>> Start Supplied entries

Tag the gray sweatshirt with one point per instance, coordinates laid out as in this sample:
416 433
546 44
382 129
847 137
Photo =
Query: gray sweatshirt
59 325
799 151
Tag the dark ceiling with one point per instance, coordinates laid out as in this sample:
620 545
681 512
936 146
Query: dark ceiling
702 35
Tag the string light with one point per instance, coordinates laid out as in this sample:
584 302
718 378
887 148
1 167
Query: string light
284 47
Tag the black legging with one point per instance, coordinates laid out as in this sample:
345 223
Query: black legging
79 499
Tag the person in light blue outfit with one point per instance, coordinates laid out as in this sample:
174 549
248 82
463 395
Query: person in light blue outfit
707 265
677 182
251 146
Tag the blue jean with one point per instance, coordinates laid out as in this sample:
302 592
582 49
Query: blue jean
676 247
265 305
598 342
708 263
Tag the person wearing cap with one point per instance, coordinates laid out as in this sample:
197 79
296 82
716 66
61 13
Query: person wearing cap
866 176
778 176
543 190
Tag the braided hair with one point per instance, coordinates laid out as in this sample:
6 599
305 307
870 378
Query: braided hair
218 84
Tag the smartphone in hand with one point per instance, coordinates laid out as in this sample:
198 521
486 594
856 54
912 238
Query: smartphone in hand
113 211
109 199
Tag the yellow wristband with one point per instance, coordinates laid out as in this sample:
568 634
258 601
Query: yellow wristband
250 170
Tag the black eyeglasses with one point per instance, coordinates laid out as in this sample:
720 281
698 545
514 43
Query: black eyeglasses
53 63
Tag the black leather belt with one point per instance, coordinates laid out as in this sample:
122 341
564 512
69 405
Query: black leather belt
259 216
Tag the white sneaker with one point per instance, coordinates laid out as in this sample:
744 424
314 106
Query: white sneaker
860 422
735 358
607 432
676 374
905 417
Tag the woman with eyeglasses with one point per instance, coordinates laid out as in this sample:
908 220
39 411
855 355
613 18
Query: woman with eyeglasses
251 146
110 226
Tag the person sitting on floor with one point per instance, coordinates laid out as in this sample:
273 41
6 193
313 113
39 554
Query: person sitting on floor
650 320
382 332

>> End Supplied entries

● Required work: Begin at the line containing "Tag the dark" and reproduce each line through the end of the records above.

● Completed task:
Tag the dark ceiling with one point per instance, coordinates laid out as in this sample:
620 545
681 512
936 146
Query: dark ceiling
702 35
Tag the string light with one point per instance, coordinates laid out as in this sample:
584 302
718 378
887 148
1 167
Query: string light
284 47
Tag the black legging with one point per instance, coordinates laid out as in this sample:
345 223
Query: black legging
79 499
Tag the person in light blue outfit with one point per instance, coordinates laid out as in this sample:
174 549
248 82
463 395
Query: person in light blue outfit
707 265
677 182
251 146
Tag the blue jean with one point per instance, coordinates laid out as in this sample:
302 592
582 49
Query: blue jean
676 247
265 305
598 342
708 263
Tag the person wearing cap with one point per instance, coordinates laid out as in this sample:
197 79
296 82
716 66
61 13
Query: person wearing cap
866 176
778 176
543 190
Tag the braided hair with one point per instance, coordinates laid out as in this sample:
6 599
305 307
870 378
Query: braided hair
218 84
Tag the smartphone in hand with one point per instance, coordinates laid out as in this sample:
198 521
486 594
856 54
912 238
Query: smartphone in hand
113 211
109 199
Tag the yellow wristband with one point per instance, coordinates laid out as in this sample:
568 634
258 601
Query: yellow wristband
250 170
Tag the black eyeglasses with one point per instance, coordinates laid out as in this sample:
720 281
698 545
514 43
Query: black eyeglasses
53 63
Tag the black leather belt with one point per instance, coordinates laid out as in this sample:
122 341
564 512
69 405
Query: black leather belt
259 216
Tag the white sneaker with one point per instance, coordinates laid out as in this sample:
744 424
314 106
Query: white sneaker
860 422
735 358
607 432
676 374
905 417
Tag the woman with eyeglasses with one point per instance, coordinates laid out as in this sample:
908 220
39 411
855 355
613 18
Query: woman with eyeglasses
251 146
110 226
Tag the person sitting on floor with one point per instance, coordinates laid out as in this sample:
273 41
6 193
313 113
39 554
Query: person sitting on floor
650 320
382 332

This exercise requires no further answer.